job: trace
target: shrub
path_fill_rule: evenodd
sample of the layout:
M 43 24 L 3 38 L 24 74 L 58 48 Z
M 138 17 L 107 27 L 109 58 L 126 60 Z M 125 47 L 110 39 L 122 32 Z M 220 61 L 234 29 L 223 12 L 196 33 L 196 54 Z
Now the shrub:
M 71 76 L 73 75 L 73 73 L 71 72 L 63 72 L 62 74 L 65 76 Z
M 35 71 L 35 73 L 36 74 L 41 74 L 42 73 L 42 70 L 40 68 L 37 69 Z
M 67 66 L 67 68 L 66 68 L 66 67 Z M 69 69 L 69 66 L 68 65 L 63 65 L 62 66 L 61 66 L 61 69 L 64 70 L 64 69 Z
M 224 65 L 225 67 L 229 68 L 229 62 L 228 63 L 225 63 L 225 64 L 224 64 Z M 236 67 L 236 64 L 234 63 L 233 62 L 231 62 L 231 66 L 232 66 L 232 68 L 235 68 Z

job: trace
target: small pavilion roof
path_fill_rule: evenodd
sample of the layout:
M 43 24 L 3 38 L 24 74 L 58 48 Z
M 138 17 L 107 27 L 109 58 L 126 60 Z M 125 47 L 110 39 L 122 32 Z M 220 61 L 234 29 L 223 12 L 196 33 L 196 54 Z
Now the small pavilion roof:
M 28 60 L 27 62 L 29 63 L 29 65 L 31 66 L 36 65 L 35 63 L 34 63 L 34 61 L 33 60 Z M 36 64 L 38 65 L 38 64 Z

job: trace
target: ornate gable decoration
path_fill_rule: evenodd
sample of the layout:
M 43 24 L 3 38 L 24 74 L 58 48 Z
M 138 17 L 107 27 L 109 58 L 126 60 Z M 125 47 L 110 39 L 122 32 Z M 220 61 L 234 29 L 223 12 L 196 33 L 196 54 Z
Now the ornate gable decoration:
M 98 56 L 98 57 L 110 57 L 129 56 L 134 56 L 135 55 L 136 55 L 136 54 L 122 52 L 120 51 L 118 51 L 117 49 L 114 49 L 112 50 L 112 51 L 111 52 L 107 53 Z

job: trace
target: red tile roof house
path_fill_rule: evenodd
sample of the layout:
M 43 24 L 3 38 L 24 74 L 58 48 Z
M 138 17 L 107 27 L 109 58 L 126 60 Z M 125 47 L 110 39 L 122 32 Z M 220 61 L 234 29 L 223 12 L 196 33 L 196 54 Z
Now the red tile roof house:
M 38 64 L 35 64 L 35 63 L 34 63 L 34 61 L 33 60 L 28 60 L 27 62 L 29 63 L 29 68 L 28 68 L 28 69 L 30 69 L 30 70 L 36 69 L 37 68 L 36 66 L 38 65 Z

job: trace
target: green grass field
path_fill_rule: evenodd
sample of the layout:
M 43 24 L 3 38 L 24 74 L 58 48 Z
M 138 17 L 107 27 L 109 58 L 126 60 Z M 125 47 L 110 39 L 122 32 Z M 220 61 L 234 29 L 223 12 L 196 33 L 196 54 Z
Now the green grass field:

··········

▶ _GOAL OF THE EXERCISE_:
Copy the material, starting at its first line and ending at the line that contains "M 35 71 L 35", and move each outline in the answers by adding 38 to every coordinate.

▶ _RESULT FOR THIS TASK_:
job: trace
target: shrub
path_fill_rule: evenodd
sample of the layout:
M 43 24 L 3 38 L 24 74 L 58 48 Z
M 138 17 L 107 27 L 109 58 L 126 60 Z M 125 47 L 110 39 L 122 32 Z M 220 61 L 234 29 L 223 12 L 196 33 L 196 54 Z
Now the shrub:
M 109 114 L 111 113 L 111 111 L 109 110 L 101 110 L 100 112 L 103 114 Z
M 73 109 L 73 111 L 74 112 L 79 112 L 80 111 L 80 108 L 78 106 L 75 107 Z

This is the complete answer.